**Problem statement:** Every entry below should be written out exactly, and no image should appear.

**Records for this task:**
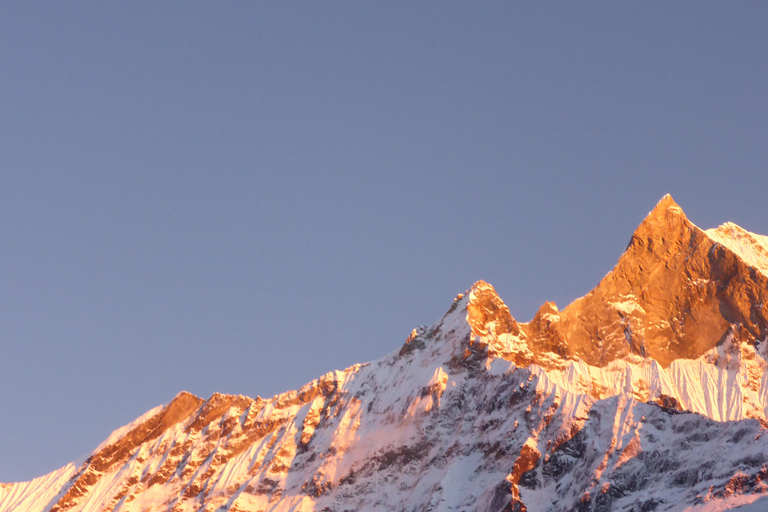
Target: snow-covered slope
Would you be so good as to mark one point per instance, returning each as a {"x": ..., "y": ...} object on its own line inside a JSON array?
[{"x": 480, "y": 412}]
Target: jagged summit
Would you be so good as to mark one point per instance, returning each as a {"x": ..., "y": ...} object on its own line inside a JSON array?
[
  {"x": 648, "y": 393},
  {"x": 676, "y": 293}
]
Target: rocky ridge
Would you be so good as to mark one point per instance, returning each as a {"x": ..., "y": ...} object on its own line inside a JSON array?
[{"x": 649, "y": 393}]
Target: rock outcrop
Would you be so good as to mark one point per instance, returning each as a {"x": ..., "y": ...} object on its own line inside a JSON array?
[{"x": 649, "y": 393}]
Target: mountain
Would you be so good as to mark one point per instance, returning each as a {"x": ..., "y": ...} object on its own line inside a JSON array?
[{"x": 647, "y": 394}]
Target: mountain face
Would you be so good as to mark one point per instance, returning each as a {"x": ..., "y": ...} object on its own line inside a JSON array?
[{"x": 647, "y": 394}]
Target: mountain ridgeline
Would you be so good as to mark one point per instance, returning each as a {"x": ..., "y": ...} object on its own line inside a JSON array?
[{"x": 647, "y": 394}]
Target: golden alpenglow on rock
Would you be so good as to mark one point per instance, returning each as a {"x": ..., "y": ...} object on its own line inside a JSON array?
[{"x": 648, "y": 393}]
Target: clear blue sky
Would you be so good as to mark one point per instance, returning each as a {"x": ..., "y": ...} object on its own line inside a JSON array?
[{"x": 241, "y": 196}]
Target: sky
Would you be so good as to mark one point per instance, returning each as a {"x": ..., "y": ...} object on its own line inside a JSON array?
[{"x": 239, "y": 197}]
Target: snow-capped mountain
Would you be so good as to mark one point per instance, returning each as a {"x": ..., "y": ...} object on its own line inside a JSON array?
[{"x": 647, "y": 394}]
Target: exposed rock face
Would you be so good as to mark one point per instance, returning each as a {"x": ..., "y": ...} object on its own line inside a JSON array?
[
  {"x": 649, "y": 393},
  {"x": 675, "y": 293}
]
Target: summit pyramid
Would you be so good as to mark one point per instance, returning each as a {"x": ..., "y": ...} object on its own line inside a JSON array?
[{"x": 647, "y": 394}]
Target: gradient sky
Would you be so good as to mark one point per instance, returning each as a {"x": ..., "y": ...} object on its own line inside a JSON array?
[{"x": 238, "y": 197}]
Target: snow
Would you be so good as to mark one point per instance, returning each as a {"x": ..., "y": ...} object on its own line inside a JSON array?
[
  {"x": 750, "y": 247},
  {"x": 440, "y": 426}
]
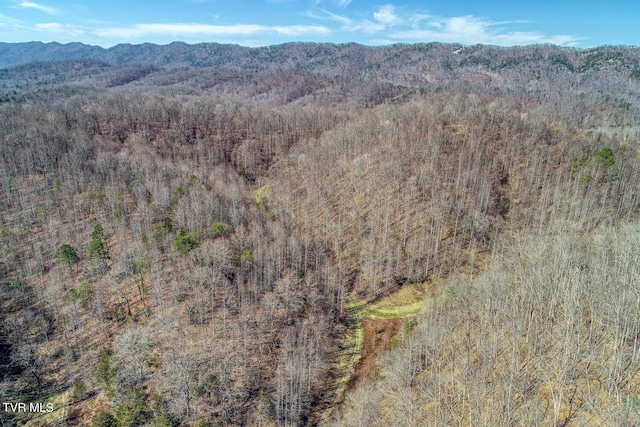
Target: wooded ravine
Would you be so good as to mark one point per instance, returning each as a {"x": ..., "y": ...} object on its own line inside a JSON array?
[{"x": 317, "y": 234}]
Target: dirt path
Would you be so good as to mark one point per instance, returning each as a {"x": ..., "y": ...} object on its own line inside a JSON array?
[{"x": 372, "y": 331}]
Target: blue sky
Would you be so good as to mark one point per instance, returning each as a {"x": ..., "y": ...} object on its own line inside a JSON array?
[{"x": 579, "y": 23}]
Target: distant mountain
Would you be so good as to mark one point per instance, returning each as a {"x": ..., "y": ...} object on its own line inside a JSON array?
[
  {"x": 330, "y": 73},
  {"x": 415, "y": 64}
]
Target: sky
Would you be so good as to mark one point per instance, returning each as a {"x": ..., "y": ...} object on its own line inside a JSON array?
[{"x": 577, "y": 23}]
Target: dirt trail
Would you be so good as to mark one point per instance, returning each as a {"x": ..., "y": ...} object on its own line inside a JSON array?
[{"x": 372, "y": 331}]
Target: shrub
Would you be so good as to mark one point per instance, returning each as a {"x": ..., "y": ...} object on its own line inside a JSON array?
[
  {"x": 103, "y": 418},
  {"x": 184, "y": 242},
  {"x": 78, "y": 390},
  {"x": 133, "y": 410},
  {"x": 218, "y": 229}
]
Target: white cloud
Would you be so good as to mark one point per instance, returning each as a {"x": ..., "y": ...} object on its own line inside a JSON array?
[
  {"x": 385, "y": 15},
  {"x": 343, "y": 3},
  {"x": 470, "y": 30},
  {"x": 37, "y": 6},
  {"x": 349, "y": 24},
  {"x": 55, "y": 27},
  {"x": 139, "y": 31}
]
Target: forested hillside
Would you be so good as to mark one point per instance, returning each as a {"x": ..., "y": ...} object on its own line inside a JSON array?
[{"x": 319, "y": 235}]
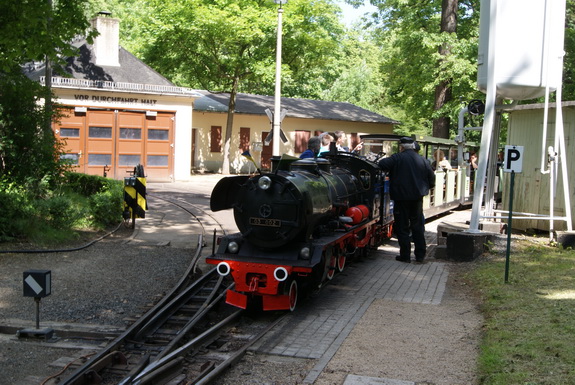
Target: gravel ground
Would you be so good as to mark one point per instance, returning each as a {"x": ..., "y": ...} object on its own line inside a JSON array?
[
  {"x": 103, "y": 284},
  {"x": 419, "y": 344},
  {"x": 99, "y": 287},
  {"x": 96, "y": 288}
]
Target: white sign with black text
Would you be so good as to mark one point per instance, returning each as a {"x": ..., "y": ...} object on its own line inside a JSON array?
[{"x": 513, "y": 159}]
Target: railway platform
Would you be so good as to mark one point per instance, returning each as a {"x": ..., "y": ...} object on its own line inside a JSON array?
[
  {"x": 379, "y": 322},
  {"x": 323, "y": 329}
]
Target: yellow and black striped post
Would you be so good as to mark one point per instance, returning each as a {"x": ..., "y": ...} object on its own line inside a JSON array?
[{"x": 134, "y": 198}]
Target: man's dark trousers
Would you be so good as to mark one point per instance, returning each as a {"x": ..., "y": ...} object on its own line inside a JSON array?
[{"x": 408, "y": 217}]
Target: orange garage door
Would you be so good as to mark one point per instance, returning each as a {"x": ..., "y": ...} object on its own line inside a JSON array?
[{"x": 111, "y": 142}]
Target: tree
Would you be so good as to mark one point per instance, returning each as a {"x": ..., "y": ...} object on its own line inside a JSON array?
[
  {"x": 443, "y": 91},
  {"x": 229, "y": 46},
  {"x": 414, "y": 67},
  {"x": 32, "y": 32}
]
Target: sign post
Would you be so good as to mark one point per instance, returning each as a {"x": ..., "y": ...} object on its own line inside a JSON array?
[
  {"x": 513, "y": 163},
  {"x": 37, "y": 284}
]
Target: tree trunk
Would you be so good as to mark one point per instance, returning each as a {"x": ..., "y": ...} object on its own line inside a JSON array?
[
  {"x": 443, "y": 93},
  {"x": 229, "y": 127}
]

**Task output:**
Target: snow-covered slope
Would you be so good as to mark one point per instance, returning each as a {"x": ..., "y": ...} object on its own line inside a JSON array?
[{"x": 480, "y": 412}]
Target: jagged summit
Would you be so good as to mark one point per instance, returning each as a {"x": ..., "y": ...} object on its own line inside a JSON array?
[
  {"x": 648, "y": 393},
  {"x": 676, "y": 293}
]
Target: rocky ridge
Would you be so good as to mark one point per instance, returning each as a {"x": ..., "y": ...} object on its own line inside a JSON array?
[{"x": 649, "y": 393}]
Target: rock outcrop
Would you be so good as to mark one point per instance, returning each as a {"x": ..., "y": ...} object on its own line inside a JSON array?
[{"x": 649, "y": 393}]
Target: mountain
Would you be so good as to mark one point per instance, returning each as a {"x": ..., "y": ...} object on its own line inside a JSON array?
[{"x": 647, "y": 394}]
Target: mountain face
Would you be so good as to mark one point per instance, returning each as a {"x": ..., "y": ...} object on its own line inside a JSON array?
[{"x": 647, "y": 394}]
Target: mountain ridgeline
Would you be so good as to mark one point per instance, returning each as a {"x": ..., "y": ...} object on its own line inside a JSON array?
[{"x": 647, "y": 394}]
Target: golden alpenglow on rock
Would you be so good as to mark one point per instance, returning each as a {"x": ..., "y": ...} object on its own line inside a JSON array?
[{"x": 648, "y": 393}]
Target: clear blue sky
Would you be so good as to mark one point per instance, returning each as a {"x": ..., "y": ...} object on its own line inside a JSON array?
[{"x": 241, "y": 196}]
Target: sky
Would you be so good as to mark one point per instance, returning each as a {"x": ..., "y": ...} object on its own line inside a JSON array?
[{"x": 239, "y": 197}]
Target: snow-capped mountain
Would you be so good as to mark one point per instance, returning each as a {"x": ..., "y": ...} object on its own line inside a JSON array?
[{"x": 647, "y": 394}]
Target: exposed rock face
Would you be so good as to mark one point per instance, returning each as a {"x": ..., "y": ...} object on its own line inside a JSON array?
[
  {"x": 649, "y": 393},
  {"x": 675, "y": 293}
]
Target: summit pyramid
Would you be so good as to mark one point per instance, returning each as a {"x": ..., "y": ...} object on its own line inside a JSON array?
[{"x": 647, "y": 394}]
Target: gradient sky
Would you be so good as to mark one point per instance, returning each as a {"x": ..., "y": ...} object on its own line inside a JSON array?
[{"x": 238, "y": 197}]
Target: snow
Would you be so good as to mark one point per instance, returning each as a {"x": ..., "y": ...} object on its own line inside a JSON array?
[
  {"x": 750, "y": 247},
  {"x": 440, "y": 426}
]
Target: wooded ravine
Would you be so good as to mark one point per instance, returning each as a {"x": ..., "y": ...} object on its own line inside a JSON array?
[{"x": 317, "y": 234}]
Target: dirt path
Would you be so good as to mark one point per instance, returning each as a {"x": ..., "y": ...} object on its own line inside a JSON array?
[{"x": 372, "y": 331}]
Target: blue sky
Would you be so good as to mark one point per instance, returning each as a {"x": ..., "y": ...} object on its own line inside a JSON array?
[{"x": 579, "y": 23}]
Target: distant mountain
Would you be so good as to mark one point per instance, returning each as a {"x": ..., "y": ...} object on its own line inside a JSON array?
[
  {"x": 330, "y": 73},
  {"x": 415, "y": 64}
]
Target: sky
Would you be so good as to mark one point per instance, returning each as a {"x": ..., "y": ...} object on its own line inside a JSON array?
[{"x": 577, "y": 23}]
Target: dirt trail
Would you be so good as to mark one point per instance, returning each as a {"x": ..., "y": ...} object on its own line inside a JSON array?
[{"x": 372, "y": 331}]
Target: shrub
Would you be so good as to mark one point per instance, returning each as a {"x": ..., "y": ...} object on its own line inside a JSON array?
[
  {"x": 103, "y": 418},
  {"x": 184, "y": 242},
  {"x": 78, "y": 390},
  {"x": 133, "y": 410},
  {"x": 218, "y": 229}
]
Target: white cloud
Would you be so good as to mark one point per instance, returning each as a {"x": ..., "y": ...} object on its own line inside a JSON array?
[
  {"x": 385, "y": 15},
  {"x": 343, "y": 3},
  {"x": 470, "y": 30},
  {"x": 37, "y": 6},
  {"x": 349, "y": 24},
  {"x": 55, "y": 27},
  {"x": 139, "y": 31}
]
Target: forested hillside
Would you be so good as to mark one point per instance, returning each as a {"x": ..., "y": ...} object on its own line inside a JSON array?
[{"x": 319, "y": 235}]
Target: gravel ground
Would you be so good as to mark one point per instance, returning each as a {"x": ..., "y": ...} object on its own line inside a JSON array?
[
  {"x": 103, "y": 284},
  {"x": 419, "y": 344},
  {"x": 99, "y": 287},
  {"x": 96, "y": 288}
]
Target: white sign with black text
Would you be so good as to mark one point per instance, returning each as a {"x": ..., "y": ...} object on its own line inside a JSON array?
[{"x": 513, "y": 159}]
Target: railway platform
Would you be so good as to mark one point per instance, returning each as a {"x": ..., "y": ...} object on its own line inside a JSON array?
[
  {"x": 379, "y": 322},
  {"x": 323, "y": 329}
]
Target: yellow and black striped post
Would you be so good as to mark one point per instance, returning each as a {"x": ..., "y": ...} object on its own line inside a JSON array?
[{"x": 134, "y": 198}]
Target: man's dark trousers
Would you be so good as to mark one point per instance, returning each as a {"x": ..., "y": ...} object on its own line inside a JSON array?
[{"x": 408, "y": 217}]
Target: orange garage door
Would you be so good as to mark one point per instance, returning each as a {"x": ..., "y": ...} object on its own line inside a JSON array?
[{"x": 111, "y": 142}]
Target: tree
Would you be so good as to mark one point per instance, returning each as a {"x": ..., "y": ...} object on its own line inside a JSON array?
[
  {"x": 443, "y": 91},
  {"x": 229, "y": 46},
  {"x": 414, "y": 67},
  {"x": 32, "y": 32}
]
Target: sign post
Would you be so good as to mark one point per instance, returning each as a {"x": ..., "y": ...} object on its own line inside a JSON array?
[
  {"x": 513, "y": 163},
  {"x": 37, "y": 284}
]
Target: tree trunk
Would you be so good as to mark one point per instance, returning each as a {"x": ..., "y": ...} object on its own line inside a JSON array?
[
  {"x": 443, "y": 93},
  {"x": 229, "y": 127}
]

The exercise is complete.